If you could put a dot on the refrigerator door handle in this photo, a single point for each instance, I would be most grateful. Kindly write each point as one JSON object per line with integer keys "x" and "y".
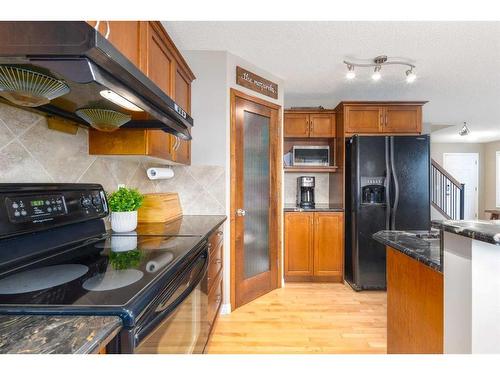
{"x": 387, "y": 185}
{"x": 396, "y": 186}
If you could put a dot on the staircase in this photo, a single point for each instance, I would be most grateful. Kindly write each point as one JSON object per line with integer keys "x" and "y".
{"x": 447, "y": 194}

- - - - -

**What to produce:** Provide the listing above once more, exactly, with the pictures removed.

**Response:**
If you could put a dot on the refrigerator door handle in this photo, a single point for each instance, I would be most grateful. Kindly write each point as one JSON object per line with integer keys "x" and "y".
{"x": 387, "y": 185}
{"x": 396, "y": 186}
If you could put a dot on the staircase in this photo, a single point for each instance, I would be most grateful. Kindly write each point as one JSON object per line with integer keys "x" and "y".
{"x": 447, "y": 194}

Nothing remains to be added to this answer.